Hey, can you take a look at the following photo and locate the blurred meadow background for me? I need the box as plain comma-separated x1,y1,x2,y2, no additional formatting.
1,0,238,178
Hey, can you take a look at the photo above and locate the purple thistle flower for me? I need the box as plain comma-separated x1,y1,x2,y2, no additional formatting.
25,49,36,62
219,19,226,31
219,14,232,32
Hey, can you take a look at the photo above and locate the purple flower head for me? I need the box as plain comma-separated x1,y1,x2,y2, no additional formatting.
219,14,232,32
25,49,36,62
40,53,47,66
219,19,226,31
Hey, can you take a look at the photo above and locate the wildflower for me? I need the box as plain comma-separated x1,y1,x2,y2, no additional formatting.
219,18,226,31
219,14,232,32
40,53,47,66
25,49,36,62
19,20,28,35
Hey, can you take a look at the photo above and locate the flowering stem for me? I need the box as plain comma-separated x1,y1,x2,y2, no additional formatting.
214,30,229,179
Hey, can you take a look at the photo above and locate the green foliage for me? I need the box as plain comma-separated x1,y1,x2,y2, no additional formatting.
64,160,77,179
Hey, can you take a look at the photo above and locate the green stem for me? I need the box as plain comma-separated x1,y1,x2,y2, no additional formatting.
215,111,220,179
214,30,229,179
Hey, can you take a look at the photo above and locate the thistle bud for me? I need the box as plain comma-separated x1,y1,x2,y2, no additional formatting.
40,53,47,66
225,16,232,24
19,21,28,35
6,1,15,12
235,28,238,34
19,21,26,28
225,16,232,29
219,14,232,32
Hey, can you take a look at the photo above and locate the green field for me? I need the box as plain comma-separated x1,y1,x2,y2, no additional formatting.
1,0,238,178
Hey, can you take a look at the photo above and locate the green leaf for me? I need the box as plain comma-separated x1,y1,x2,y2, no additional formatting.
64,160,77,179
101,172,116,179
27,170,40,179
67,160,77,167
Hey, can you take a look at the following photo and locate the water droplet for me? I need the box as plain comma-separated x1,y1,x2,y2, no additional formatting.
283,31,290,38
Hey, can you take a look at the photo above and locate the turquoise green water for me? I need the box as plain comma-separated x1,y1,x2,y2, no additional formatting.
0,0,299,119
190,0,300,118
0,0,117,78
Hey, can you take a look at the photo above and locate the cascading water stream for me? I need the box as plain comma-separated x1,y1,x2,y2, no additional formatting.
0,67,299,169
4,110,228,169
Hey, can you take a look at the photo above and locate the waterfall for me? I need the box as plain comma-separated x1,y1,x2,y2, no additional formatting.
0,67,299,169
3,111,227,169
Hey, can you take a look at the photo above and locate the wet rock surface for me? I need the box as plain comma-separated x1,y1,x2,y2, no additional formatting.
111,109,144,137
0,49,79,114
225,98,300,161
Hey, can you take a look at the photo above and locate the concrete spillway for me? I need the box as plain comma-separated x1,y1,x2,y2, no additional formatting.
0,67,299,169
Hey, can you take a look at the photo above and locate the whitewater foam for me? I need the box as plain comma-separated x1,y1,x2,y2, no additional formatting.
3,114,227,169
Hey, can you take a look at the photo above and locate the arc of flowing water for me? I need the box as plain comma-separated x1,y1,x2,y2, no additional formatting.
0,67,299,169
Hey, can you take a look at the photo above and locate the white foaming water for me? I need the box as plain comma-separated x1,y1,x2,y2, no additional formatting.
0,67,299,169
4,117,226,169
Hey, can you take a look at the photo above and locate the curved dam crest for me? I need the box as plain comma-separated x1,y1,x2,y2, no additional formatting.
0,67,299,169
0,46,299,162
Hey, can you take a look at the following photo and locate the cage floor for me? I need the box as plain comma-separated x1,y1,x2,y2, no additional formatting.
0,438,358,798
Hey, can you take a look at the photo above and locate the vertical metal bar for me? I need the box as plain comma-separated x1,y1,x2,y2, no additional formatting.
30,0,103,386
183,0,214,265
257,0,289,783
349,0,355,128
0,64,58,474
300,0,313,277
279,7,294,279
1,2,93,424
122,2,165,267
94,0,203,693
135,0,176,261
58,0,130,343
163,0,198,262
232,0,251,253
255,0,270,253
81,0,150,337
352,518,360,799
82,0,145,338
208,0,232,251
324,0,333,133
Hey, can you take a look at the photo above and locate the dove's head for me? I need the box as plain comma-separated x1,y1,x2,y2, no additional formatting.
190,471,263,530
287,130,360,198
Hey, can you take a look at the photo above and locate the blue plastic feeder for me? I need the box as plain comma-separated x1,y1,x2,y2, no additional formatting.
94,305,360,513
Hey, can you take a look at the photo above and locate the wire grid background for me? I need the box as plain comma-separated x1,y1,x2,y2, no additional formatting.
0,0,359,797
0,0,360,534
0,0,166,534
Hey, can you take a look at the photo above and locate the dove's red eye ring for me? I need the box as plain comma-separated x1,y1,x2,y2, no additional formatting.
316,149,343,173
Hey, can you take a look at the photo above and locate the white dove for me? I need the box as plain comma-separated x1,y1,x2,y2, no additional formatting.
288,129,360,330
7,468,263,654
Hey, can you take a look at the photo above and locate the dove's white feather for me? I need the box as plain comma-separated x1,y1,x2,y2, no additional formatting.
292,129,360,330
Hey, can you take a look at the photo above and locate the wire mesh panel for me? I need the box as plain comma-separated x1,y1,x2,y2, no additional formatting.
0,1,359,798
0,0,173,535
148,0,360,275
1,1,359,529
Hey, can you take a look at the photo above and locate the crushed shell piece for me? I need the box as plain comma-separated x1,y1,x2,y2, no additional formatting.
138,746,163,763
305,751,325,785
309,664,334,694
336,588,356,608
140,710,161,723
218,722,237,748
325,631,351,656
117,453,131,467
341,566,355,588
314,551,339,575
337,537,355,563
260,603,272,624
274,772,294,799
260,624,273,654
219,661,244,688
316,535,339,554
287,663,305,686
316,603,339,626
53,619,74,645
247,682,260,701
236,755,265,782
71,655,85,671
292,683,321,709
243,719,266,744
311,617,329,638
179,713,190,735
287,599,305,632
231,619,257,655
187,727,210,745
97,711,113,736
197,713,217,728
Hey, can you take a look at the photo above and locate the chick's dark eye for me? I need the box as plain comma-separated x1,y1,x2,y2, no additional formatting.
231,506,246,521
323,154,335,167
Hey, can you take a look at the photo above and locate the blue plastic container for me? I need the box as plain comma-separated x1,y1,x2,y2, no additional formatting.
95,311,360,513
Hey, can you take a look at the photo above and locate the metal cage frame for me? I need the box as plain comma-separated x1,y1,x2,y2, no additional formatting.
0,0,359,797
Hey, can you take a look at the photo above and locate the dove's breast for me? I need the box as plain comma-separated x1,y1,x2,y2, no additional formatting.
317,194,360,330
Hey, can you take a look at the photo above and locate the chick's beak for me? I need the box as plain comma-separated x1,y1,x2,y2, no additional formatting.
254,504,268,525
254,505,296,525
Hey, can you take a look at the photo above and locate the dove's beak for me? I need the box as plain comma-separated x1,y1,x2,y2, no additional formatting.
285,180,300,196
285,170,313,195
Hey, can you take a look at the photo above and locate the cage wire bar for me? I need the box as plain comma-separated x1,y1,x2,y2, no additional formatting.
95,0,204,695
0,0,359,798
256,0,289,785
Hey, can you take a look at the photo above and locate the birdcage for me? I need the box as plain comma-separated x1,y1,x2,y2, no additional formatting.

TASK ITEM:
The full data, transcribed without change, is the expected answer.

WRITTEN RESPONSE:
Hey, can you take a look at the following photo and locate the blurred meadow background for me? I need the box as plain comma-separated x1,y1,x2,y2, no additional formatting.
1,0,238,178
Hey, can you take a look at the photo above and locate the purple thistle flower for me? I need the box as plain comma-separated x1,y1,x2,y2, no additional formatting.
25,49,36,62
219,19,226,31
219,14,232,32
Hey, can you take a look at the photo above and locate the purple flower head for me? I need the box as plain comma-separated x1,y1,x2,y2, no additional formatting.
219,14,232,32
25,49,36,62
40,53,47,66
219,19,226,31
Hey, can you take a look at the photo above and locate the wildflower for me? I need the box as plain comma-separated x1,y1,x2,y2, no additional formatting.
219,18,226,31
219,14,232,32
40,53,47,66
25,49,36,62
19,20,28,35
Hey, can you take a look at the photo above and locate the flowering stem for me? I need the box as plain comma-separated x1,y1,x2,y2, no additional formatting.
214,30,229,179
Hey, can you take a look at the photo above and locate the green foliage for me? I need the box as plain comma-separated x1,y1,x2,y2, no additional formatting.
64,160,77,179
Hey, can you take a look at the photo above and locate the green stem for me? I need the box as plain comma-separated x1,y1,x2,y2, no additional formatting.
215,111,220,179
214,30,229,179
Hey, can you take a look at the photo above and locate the thistle bud for me? I need the box as plain comma-separated x1,y1,x2,y2, no additional formatting.
40,53,47,66
225,16,232,24
19,21,28,35
6,1,15,12
235,28,238,34
19,21,26,28
225,16,232,29
219,14,232,32
Hey, can you take a look at the photo above and locate the green field for me? I need the box as plain comma-separated x1,y1,x2,y2, no additional formatting.
1,0,238,178
Hey, can you take a look at the photo above and locate the green leaf for me? I need the box as plain comma-separated x1,y1,x2,y2, no additional formatting.
64,160,77,179
101,172,116,179
27,170,40,179
67,160,77,167
Hey, can you take a look at the following photo and locate the water droplet for me? I need the box as plain comma-separated x1,y1,x2,y2, no additional formatting.
283,31,290,38
Hey, can you take a look at the photo above and locate the turquoise green water for me? I need the box as plain comma-separated x1,y1,x2,y2, no additional formatting.
0,0,299,119
190,0,300,118
0,0,117,78
Hey, can you take a look at the photo above and locate the cascading water stream for me? I need the box as plain comma-separated x1,y1,x2,y2, no additional formatting.
0,67,299,169
4,110,228,169
Hey, can you take a look at the photo above and locate the waterfall for me? I need the box as plain comma-separated x1,y1,x2,y2, no additional formatting.
0,67,299,169
3,111,227,169
Hey, can you take a look at the photo above and locate the wet rock surface for me? I need the box as plain comma-separated x1,y1,x2,y2, no additional formatting.
111,109,144,137
0,49,79,114
225,98,300,161
Hey, can you take a look at the photo above and locate the concrete spillway for me? I need the box as plain comma-separated x1,y1,x2,y2, no additional formatting.
0,67,299,169
Hey, can you take a look at the photo above and locate the whitewater foam for me? I need the box as plain comma-separated x1,y1,x2,y2, no additional formatting.
3,114,227,169
Hey, can you take a look at the photo above and locate the arc of flowing water for me? I need the box as plain comma-separated x1,y1,x2,y2, no additional formatting.
0,67,299,169
Hey, can you take a look at the photo above and locate the white foaming water for me? I need the box as plain comma-separated x1,y1,x2,y2, no additional formatting.
0,67,299,169
4,117,226,169
Hey, can you take a look at the photo above and locate the curved dam crest for me? I need the box as plain comma-separated x1,y1,x2,y2, no additional formatting.
0,67,299,169
0,46,299,162
Hey, can you take a look at the following photo and locate the cage floor for me? I need the box as plain comma-separated x1,y1,x2,y2, no additional formatting.
0,438,358,798
Hey, can you take a look at the photo above and locate the vertical metal bar for me? I need the box as plain comma-separated x1,y1,x2,y2, no additional formatting.
30,0,103,386
183,0,214,265
257,0,289,783
349,0,355,128
0,64,58,474
300,0,313,277
279,7,294,279
1,2,93,424
122,2,165,267
94,0,203,693
135,0,176,261
58,0,130,343
163,0,198,262
232,0,251,253
255,0,270,253
81,0,150,337
352,518,360,799
82,0,145,338
208,0,232,251
324,0,333,133
Hey, can you take a look at the photo above and locate the dove's head for me? I need the box as plain comma-separated x1,y1,x2,y2, no additional formatting.
190,471,263,530
287,130,360,198
Hey, can you take a look at the photo above and locate the blue plastic feeder for me? I need the box as plain comma-separated x1,y1,x2,y2, no additional formatting.
94,305,360,513
Hey, can you take a look at the photo above and locate the wire grid background for me? I need the box as plain comma-separated x1,y1,x2,y2, no additional formatting.
0,0,359,797
0,0,360,534
0,0,166,534
Hey, can you take a look at the photo above and locate the dove's red eye ring for me? I need the box as plain comma-separated x1,y1,x2,y2, no additional formatting.
316,149,343,173
Hey, can you take a look at the photo above and locate the white dove for me? I need the box as plain comma-separated x1,y1,x2,y2, no additional formatting.
288,129,360,330
7,468,263,654
Hey, can you take a look at the photo above and locate the dove's white feather for me? I need the box as plain comma-separated x1,y1,x2,y2, no additional formatting.
292,129,360,330
Hey, can you take a look at the photo above and locate the wire mesh panel for me? I need the box as plain comma-separated x1,y1,x2,y2, no additional formatting.
0,1,359,798
0,0,173,535
148,0,360,275
1,1,359,529
Hey, can you take a look at the photo above and locate the crushed shell piece for me? I need the box as plain comma-separated x1,y1,x2,y2, no additional formatting.
138,746,163,763
305,751,325,785
309,664,334,694
336,588,356,608
140,710,161,723
218,722,237,748
325,631,351,656
117,453,131,467
341,566,355,588
314,551,339,575
337,537,355,563
260,603,272,624
274,772,294,799
260,624,273,654
219,661,244,688
316,535,339,554
287,663,305,686
316,603,339,626
53,619,74,645
247,682,260,701
236,755,265,782
71,655,85,671
292,683,321,709
243,719,266,744
311,617,329,638
179,713,190,735
287,599,305,632
231,619,257,655
187,727,210,745
97,711,113,736
197,713,217,728
Hey, can you take a look at the photo above and locate the chick's dark eye for me? I need the box as plain comma-separated x1,y1,x2,y2, no additional formatting.
231,506,246,521
323,154,335,167
Hey, can you take a look at the photo above and locate the blue plastic container for me? I need the box as plain comma-separated x1,y1,x2,y2, no additional formatting.
95,311,360,513
Hey, can you take a look at the photo above and locate the metal cage frame for me? I need the box as plain comma-separated x1,y1,x2,y2, no additional formatting.
0,0,359,797
Hey, can you take a look at the photo above and locate the dove's breast for me? I need the box as plain comma-separated x1,y1,x2,y2, no additional formatting.
317,194,360,330
Hey, can you take a look at the photo above and locate the chick's beak for me? I need the box as plain comma-separated x1,y1,x2,y2, no additional formatting.
254,504,268,525
254,505,296,525
Hey, can you take a look at the photo above and locate the dove's beak for me? I need the box as plain comma-separated x1,y1,x2,y2, no additional formatting.
285,180,300,196
285,170,313,195
Hey, can you take a look at the photo above and locate the cage wire bar for me? I need the box as plain comma-separated x1,y1,x2,y2, no additional formatting.
95,0,204,695
0,0,359,798
256,0,289,785
Hey, can you take a look at the photo above and locate the birdcage for me? I need the box as plain comma-separated x1,y1,x2,y2, no additional formatting.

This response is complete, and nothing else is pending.